> _Problem to work on_:
Starting with the line that contains "Each instance gets a single point. Label the black", reproduce each line through the end of the entries exactly as written.

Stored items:
•••••
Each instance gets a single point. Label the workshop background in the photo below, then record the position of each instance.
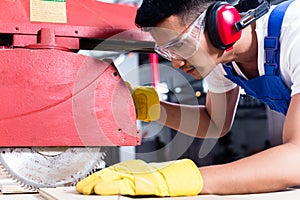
(255, 127)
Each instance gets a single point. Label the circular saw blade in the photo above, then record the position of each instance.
(36, 168)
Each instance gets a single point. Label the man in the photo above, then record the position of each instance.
(270, 170)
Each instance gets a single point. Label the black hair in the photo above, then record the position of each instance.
(152, 12)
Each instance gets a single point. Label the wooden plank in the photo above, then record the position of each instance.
(67, 193)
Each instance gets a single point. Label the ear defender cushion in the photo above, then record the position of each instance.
(220, 20)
•••••
> _Answer to the exercise_:
Each instance gets a single point. Label the black hair in the photo above, then record the position of each instance.
(152, 12)
Each instance gets a single point. Label the wooden plank in the photo above, then record the position of each instance.
(67, 193)
Each instance gets a single point. Label the ear defender cushion in the photo above, then record the position of each instance.
(220, 20)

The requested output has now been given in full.